Consegna A> Modifica il passo dell'articolo sul Cile da "Se nelle piazze" a "limite del mondo." e riportalo con "presidio" al posto di "baluardo".
Consegna B>
Rispondi a queste domande sull'articolo sul Cile, una risposta per riga:
(i) Con quale nome i manifestanti hanno ribattezzato Plaza Baquedano?
(ii) In quale giorno è scoppiata la rivolta?
(iii) Chi firma l'articolo?
Consegna C>
Indica se ciascuna affermazione concorda con l'articolo sul Cile, rispondendo sì o no e citando le parole che lo decidono:
(i) Al momento del racconto la tournée era iniziata da circa un mese.
(ii) Lo striscione reclamava il «derecho de vivir en paz».
(iii) La rivolta era scoppiata da più di un anno.

Estratto>
+ + + +
Una storia terribile e meravigliosa: il Cile tra rivolta e resistenza civile

Hystrio anno XXXIII 2/2020

Se nelle piazze da Santiago a Valparaíso il popolo cileno manifesta per rivendicare giustizia sociale, duramente malmenato dalla polizia, il teatro fa da baluardo
di civiltà: cronache da una tournée all’estremo limite del mondo.
di Nicola Pianzola

Edifici dati alle fiamme o circondati dal filo spinato, barricate rudimentali, un enorme striscione che reclama il «derecho de vivir en paz». Un alito di vento, e la polvere dei lacrimogeni, lanciati dai carabineros, si solleva dai marciapiedi divelti dai manifestanti per ricavarne blocchi di cemento, armi rudimentali usate per contrastare gli attacchi dei mezzi blindati. Con un foulard davanti alla bocca percorriamo a zigzag le vie deserte intorno a Plaza Baquedano, oggi ribattezzata dai manifestanti «Plaza de la Dignidad». Siamo a Santiago del Cile, sono passati poco più di due mesi dallo scoppio della rivolta del 18 ottobre, e quasi trenta giorni dall’inizio della nostra tournée nel paese. Tra poche ore saremo in aeroporto, ma non riusciamo a renderci conto che stiamo per tornare a casa, perché qui, in quella che chiamano «la Zona 0», si sta scrivendo una pagina di storia contemporanea e il tempo sembra essersi fermato, o meglio, tornato indietro agli anni della dittatura.
+ + + +
Dati registrati>
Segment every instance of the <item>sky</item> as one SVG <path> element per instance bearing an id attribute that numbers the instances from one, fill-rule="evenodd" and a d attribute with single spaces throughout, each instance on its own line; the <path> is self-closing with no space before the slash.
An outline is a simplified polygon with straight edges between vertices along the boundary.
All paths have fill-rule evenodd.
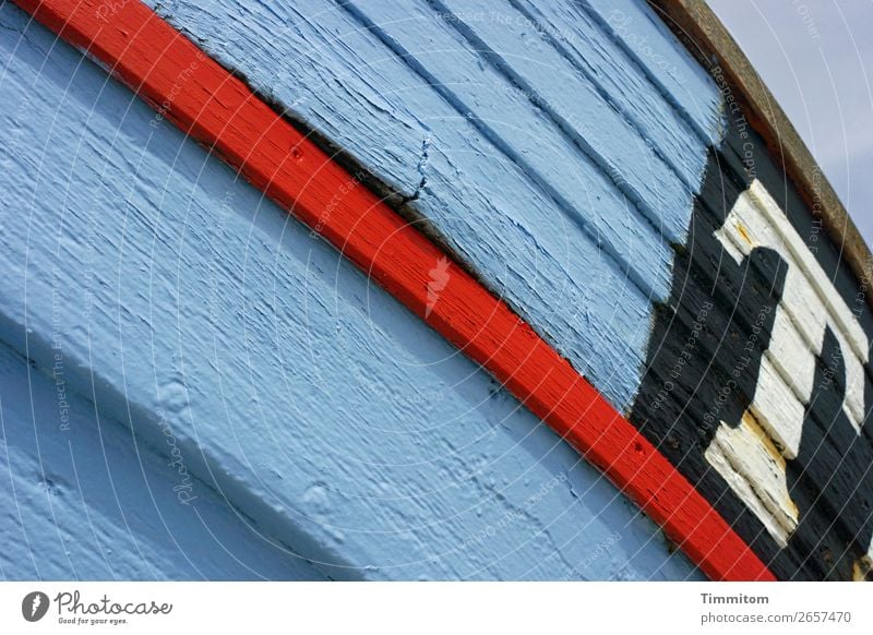
<path id="1" fill-rule="evenodd" d="M 873 245 L 873 0 L 707 0 Z"/>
+ + + +
Risposta completa A>
Se nelle piazze da Santiago a Valparaíso il popolo cileno manifesta per rivendicare giustizia sociale, duramente malmenato dalla polizia, il teatro fa da presidio
di civiltà: cronache da una tournée all’estremo limite del mondo.

Risposta completa B>
(i) «Plaza de la Dignidad».
(ii) Il 18 ottobre.
(iii) Nicola Pianzola.

Risposta completa C>
(i) Sì: "quasi trenta giorni dall’inizio della nostra tournée nel paese".
(ii) Sì: "un enorme striscione che reclama il «derecho de vivir en paz»".
(iii) No: "sono passati poco più di due mesi dallo scoppio della rivolta del 18 ottobre".